= TASK BRIEF =
Gather every line below that contains the word "negative", treating uppercase and lowercase as different.

##########

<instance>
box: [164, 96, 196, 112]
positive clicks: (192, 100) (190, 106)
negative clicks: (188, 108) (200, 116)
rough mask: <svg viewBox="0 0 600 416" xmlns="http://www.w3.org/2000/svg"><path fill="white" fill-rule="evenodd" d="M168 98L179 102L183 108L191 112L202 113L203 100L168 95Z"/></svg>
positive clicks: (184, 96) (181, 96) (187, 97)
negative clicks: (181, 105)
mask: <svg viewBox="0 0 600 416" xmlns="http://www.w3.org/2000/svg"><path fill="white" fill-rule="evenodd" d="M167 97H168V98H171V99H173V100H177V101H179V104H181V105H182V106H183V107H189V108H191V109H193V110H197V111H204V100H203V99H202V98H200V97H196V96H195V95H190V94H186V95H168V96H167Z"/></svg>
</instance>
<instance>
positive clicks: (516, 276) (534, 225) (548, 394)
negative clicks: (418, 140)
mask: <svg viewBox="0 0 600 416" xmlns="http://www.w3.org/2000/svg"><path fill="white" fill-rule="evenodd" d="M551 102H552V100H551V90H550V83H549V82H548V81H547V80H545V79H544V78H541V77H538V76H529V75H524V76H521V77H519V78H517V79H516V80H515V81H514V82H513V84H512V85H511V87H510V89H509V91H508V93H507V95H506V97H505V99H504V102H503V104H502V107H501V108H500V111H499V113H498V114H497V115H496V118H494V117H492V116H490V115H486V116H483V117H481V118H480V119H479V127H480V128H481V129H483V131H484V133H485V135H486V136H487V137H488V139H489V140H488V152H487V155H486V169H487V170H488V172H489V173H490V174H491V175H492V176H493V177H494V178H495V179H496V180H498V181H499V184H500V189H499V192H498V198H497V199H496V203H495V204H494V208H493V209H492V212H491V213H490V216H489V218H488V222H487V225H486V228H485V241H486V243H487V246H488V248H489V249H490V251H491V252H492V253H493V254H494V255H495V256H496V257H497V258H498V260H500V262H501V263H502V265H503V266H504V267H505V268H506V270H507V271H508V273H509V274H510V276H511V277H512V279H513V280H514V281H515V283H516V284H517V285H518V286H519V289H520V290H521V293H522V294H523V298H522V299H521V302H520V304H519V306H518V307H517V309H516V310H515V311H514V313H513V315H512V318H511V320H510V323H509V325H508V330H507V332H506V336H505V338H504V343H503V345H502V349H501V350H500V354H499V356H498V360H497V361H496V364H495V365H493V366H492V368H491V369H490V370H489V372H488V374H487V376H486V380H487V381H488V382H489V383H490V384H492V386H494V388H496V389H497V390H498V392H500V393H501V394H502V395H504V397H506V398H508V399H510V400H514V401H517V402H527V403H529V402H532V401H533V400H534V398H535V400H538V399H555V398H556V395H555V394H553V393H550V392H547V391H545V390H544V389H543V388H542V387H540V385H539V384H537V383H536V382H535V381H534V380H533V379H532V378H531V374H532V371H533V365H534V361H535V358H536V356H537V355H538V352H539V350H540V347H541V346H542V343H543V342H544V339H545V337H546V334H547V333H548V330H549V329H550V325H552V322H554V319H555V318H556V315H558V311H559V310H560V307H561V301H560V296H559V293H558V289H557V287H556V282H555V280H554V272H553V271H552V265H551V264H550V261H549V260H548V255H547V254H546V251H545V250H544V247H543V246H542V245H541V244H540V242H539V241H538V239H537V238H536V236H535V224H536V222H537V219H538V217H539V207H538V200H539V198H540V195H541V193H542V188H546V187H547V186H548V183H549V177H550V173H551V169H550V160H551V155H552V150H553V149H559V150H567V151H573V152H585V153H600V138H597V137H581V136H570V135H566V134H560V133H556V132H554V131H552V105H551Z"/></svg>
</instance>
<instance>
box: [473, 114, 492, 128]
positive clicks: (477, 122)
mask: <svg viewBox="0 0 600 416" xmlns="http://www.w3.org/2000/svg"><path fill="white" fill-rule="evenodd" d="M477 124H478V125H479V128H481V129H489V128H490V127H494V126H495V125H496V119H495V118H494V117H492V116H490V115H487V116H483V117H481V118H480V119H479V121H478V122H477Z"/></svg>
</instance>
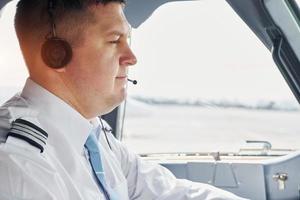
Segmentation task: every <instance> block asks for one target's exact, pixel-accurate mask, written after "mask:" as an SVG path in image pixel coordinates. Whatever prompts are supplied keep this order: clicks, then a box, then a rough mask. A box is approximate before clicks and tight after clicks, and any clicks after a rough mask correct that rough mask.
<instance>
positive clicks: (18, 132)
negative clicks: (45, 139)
mask: <svg viewBox="0 0 300 200" xmlns="http://www.w3.org/2000/svg"><path fill="white" fill-rule="evenodd" d="M10 132H12V133H16V134H21V135H24V136H26V135H27V134H28V135H31V136H32V137H34V138H36V139H37V140H39V141H41V142H42V143H44V144H46V140H43V139H42V138H39V137H38V136H37V135H34V134H32V133H29V132H27V131H25V130H20V129H17V128H14V127H13V128H12V129H11V130H10ZM24 133H25V134H24Z"/></svg>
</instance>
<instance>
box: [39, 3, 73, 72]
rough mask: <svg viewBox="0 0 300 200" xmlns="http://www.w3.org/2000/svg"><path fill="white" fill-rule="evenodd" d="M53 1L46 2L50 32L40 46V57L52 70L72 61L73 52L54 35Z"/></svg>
mask: <svg viewBox="0 0 300 200" xmlns="http://www.w3.org/2000/svg"><path fill="white" fill-rule="evenodd" d="M54 9H55V2H54V0H48V14H49V19H50V25H51V31H50V33H49V34H48V35H47V36H46V41H45V42H44V44H43V45H42V49H41V56H42V59H43V61H44V63H45V64H46V65H47V66H48V67H50V68H53V69H61V68H64V67H65V66H66V65H67V64H68V63H69V62H70V61H71V59H72V56H73V51H72V47H71V45H70V44H69V43H68V42H67V41H66V40H64V39H62V38H60V37H58V36H57V35H56V25H55V21H54Z"/></svg>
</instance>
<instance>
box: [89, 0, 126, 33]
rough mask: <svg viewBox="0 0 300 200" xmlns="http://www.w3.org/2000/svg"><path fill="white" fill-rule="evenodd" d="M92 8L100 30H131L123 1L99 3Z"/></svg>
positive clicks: (93, 12)
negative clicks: (126, 17) (117, 2)
mask: <svg viewBox="0 0 300 200" xmlns="http://www.w3.org/2000/svg"><path fill="white" fill-rule="evenodd" d="M91 9H92V12H93V14H94V16H95V21H96V26H97V27H98V30H99V31H101V32H103V33H109V32H122V33H124V34H127V33H128V32H129V29H130V26H129V23H128V21H127V19H126V17H125V15H124V12H123V5H122V4H121V3H108V4H106V5H102V4H99V5H97V6H93V7H92V8H91Z"/></svg>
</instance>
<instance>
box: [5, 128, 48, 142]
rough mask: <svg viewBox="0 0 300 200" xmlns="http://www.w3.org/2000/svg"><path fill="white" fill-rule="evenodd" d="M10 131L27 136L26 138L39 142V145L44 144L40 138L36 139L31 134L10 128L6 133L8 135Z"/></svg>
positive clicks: (11, 132)
mask: <svg viewBox="0 0 300 200" xmlns="http://www.w3.org/2000/svg"><path fill="white" fill-rule="evenodd" d="M10 133H13V134H17V135H22V136H24V137H27V138H28V139H30V140H32V141H34V142H36V143H38V144H40V145H46V144H45V143H44V142H41V141H40V140H38V139H36V138H35V137H33V136H32V135H29V134H28V133H24V132H20V131H16V130H11V131H10V132H9V133H8V136H10Z"/></svg>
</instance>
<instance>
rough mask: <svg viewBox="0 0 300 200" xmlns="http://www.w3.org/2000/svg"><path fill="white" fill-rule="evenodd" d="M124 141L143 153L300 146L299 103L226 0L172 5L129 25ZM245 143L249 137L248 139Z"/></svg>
mask: <svg viewBox="0 0 300 200" xmlns="http://www.w3.org/2000/svg"><path fill="white" fill-rule="evenodd" d="M131 42H132V47H133V50H134V52H135V53H136V54H137V57H138V58H139V62H138V64H137V66H136V67H133V68H132V70H131V72H130V76H131V77H132V78H134V79H138V80H139V84H138V85H137V86H130V87H129V98H128V101H127V103H126V116H125V122H124V128H123V140H124V141H125V142H126V143H127V145H129V146H130V148H131V149H134V150H135V151H136V152H138V153H161V152H212V151H222V152H238V151H239V150H240V149H241V148H244V147H249V146H251V145H252V146H254V147H260V148H265V144H266V143H260V142H258V143H255V142H254V143H253V141H266V142H269V143H270V144H271V146H272V148H273V149H275V148H279V149H299V147H300V141H298V140H296V139H295V138H297V134H298V132H299V126H298V125H297V124H298V121H299V117H300V113H299V106H298V103H297V102H296V100H295V98H294V96H293V95H292V93H291V91H290V89H289V88H288V86H287V84H286V82H285V81H284V79H283V77H282V76H281V74H280V72H279V70H278V69H277V67H276V65H275V64H274V62H273V60H272V57H271V53H270V52H269V51H268V50H267V48H266V47H265V46H264V45H263V44H262V43H261V42H260V41H259V39H258V38H257V37H256V36H255V35H254V33H253V32H252V31H251V30H250V29H249V28H248V27H247V26H246V24H245V23H244V22H243V21H242V20H241V19H240V18H239V17H238V16H237V15H236V14H235V12H234V11H233V10H232V9H231V7H230V6H229V5H228V4H227V3H226V2H225V1H218V0H202V1H191V2H189V1H188V2H177V3H168V4H165V5H164V6H162V7H160V8H159V9H157V10H156V12H155V13H154V14H153V16H152V17H151V18H150V19H149V20H148V21H146V22H145V23H144V24H143V25H142V26H141V27H139V28H138V29H136V30H133V31H132V41H131ZM246 141H250V142H249V143H248V144H247V143H246Z"/></svg>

##########

= FINAL ANSWER =
negative clicks: (188, 108) (200, 116)
negative clicks: (181, 105)
negative clicks: (418, 140)
negative clicks: (45, 139)
negative clicks: (126, 17) (117, 2)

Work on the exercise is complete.